PAGE EXCERPT:
■ ■ ■
April 2020 might seem like it’s far away. But local tax experts say it’s not too early to start thinking about filing 2019 taxes. In fact, now might be the best time to start preparing.

“From now until end of year, your CPA has a ton of time to meet and do strategic planning,” said Hardy Foreman, CPA, and partner at Carr, Riggs and Ingram, LLC. “Start planning now, before the end of the year. Utilize their time while they have it.”

Foreman encourages taxpayers to ask their tax professional for a list of the necessary paperwork for tax preparation. When it comes to pulling that information together, the sooner the better, Foreman said. After February, taxpayers run the risk of getting caught in a backlog with their tax professional.

Another reason to consult with a tax professional is to review the tax laws, Foreman said. The tax code was rewritten with significant changes in 2018. What once was applicable might not be now, he said.

One area Foreman cited specifically to consider is charitable giving. The standard deduction for married filing jointly is $24,000. If a taxpayer has mortgage and property deductions, and a planned charitable deduction will not cross that $24,000 threshold, Foreman said the taxpayer might opt to take the standard deduction this year, then double the planned donation next year if it helps to exceed the deduction threshold.

Not saving receipts is another potential pitfall for many taxpayers, especially when it comes to charitable giving.

“All the time, people are giving $200, $400 or $500, and they don’t get receipts,” Foreman said. “When it comes tax time, they have no record of those donations, so they get no benefit from that.”

Owners of rental properties often face similar challenges, he said. Foreman encourages them to open a separate bank account for the rental business and to save all their receipts related to the maintenance and upkeep of their properties.

“Inevitably, people forget something,” he said. “More times than not, it’s to their detriment. Clients with a lot of rental properties don’t keep up with receipts. When they see the CPA, they don’t have all the expenses accounted for, and they miss out.”

Regardless of your business and income, a timely visit with a tax professional can pay dividends, Foreman said.

“Go visit a tax pro,” he said. “Have them look at your past two years and evaluate them. And compile this year’s info within the next three months, so you get your taxes filed early.”

It’s not too early to begin longer-range financial planning either, professionals said. Estate planning can ensure that your assets are protected and distributed as you desire when you die.

As with taxes, estate planning starts with preparation, said Kyle Moore, a partner at Weems, Schimpf, Haines and Moore, APLC, who specializes in estate and long-term-care planning.

“I focus on having a good plan while you are here, planning how those assets you saved are going to take care of you in your old age, and what happens to those assets in death,” Moore said.

Moore advises people to begin by compiling a detailed list of all of their assets. That includes bank accounts, investments, business valuations, insurance policies and more. Once the list is compiled, share a backup copy with a highly trusted individual.

Next comes a power of attorney, Moore said. This document will designate someone to handle the assets in the event the person becomes incapacitated. And a will details how those assets are to be distributed in death.

Moore said he spends time educating people on different types of assets and how they are distributed. For example, funds from life insurance policies or 401(k) retirement plans will be disbursed to beneficiaries designated in the policy, regardless of what a will might stipulate.

He said Louisiana’s community property laws also take some explaining.
■ ■ ■
PROVIDED RECORDS:

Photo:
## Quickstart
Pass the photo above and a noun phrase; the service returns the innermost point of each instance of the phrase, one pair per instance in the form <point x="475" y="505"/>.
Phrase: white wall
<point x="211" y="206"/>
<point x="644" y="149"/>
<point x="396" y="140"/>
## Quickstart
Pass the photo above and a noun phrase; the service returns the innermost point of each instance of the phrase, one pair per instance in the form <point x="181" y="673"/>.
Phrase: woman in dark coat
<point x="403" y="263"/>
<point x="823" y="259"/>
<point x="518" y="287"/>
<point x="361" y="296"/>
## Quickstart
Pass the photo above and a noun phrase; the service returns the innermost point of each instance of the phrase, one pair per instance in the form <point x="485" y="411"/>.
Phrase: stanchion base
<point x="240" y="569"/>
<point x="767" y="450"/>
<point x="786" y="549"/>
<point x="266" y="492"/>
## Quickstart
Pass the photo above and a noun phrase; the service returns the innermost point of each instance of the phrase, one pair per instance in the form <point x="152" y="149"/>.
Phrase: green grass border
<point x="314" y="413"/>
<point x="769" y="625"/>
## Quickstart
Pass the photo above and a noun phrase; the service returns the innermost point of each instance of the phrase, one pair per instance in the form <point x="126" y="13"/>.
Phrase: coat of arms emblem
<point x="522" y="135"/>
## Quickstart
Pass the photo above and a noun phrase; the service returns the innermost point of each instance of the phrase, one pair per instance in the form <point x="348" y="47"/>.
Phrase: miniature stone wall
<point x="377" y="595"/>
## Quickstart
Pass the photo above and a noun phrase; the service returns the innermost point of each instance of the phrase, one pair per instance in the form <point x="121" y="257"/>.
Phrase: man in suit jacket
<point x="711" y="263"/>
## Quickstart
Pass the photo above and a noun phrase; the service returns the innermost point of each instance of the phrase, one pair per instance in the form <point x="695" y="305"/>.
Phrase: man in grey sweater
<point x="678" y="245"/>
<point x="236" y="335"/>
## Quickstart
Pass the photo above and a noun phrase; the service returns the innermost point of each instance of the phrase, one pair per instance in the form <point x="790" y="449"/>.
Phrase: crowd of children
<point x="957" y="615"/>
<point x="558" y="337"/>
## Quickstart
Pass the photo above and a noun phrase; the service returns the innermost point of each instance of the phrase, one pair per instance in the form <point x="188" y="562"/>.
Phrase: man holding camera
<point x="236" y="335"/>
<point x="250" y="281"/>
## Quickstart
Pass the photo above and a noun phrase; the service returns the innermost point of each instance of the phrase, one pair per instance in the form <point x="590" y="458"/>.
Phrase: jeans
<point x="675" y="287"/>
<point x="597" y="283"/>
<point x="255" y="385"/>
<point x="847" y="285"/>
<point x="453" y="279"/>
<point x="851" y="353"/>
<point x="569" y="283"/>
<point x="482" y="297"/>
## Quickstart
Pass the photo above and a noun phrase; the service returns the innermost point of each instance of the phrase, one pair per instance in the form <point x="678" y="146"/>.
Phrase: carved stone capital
■ ■ ■
TASK:
Please quote the tax and estate planning article word for word, between "Regardless of your" and "when you die.", inclusive.

TASK ANSWER:
Regardless of your business and income, a timely visit with a tax professional can pay dividends, Foreman said.

“Go visit a tax pro,” he said. “Have them look at your past two years and evaluate them. And compile this year’s info within the next three months, so you get your taxes filed early.”

It’s not too early to begin longer-range financial planning either, professionals said. Estate planning can ensure that your assets are protected and distributed as you desire when you die.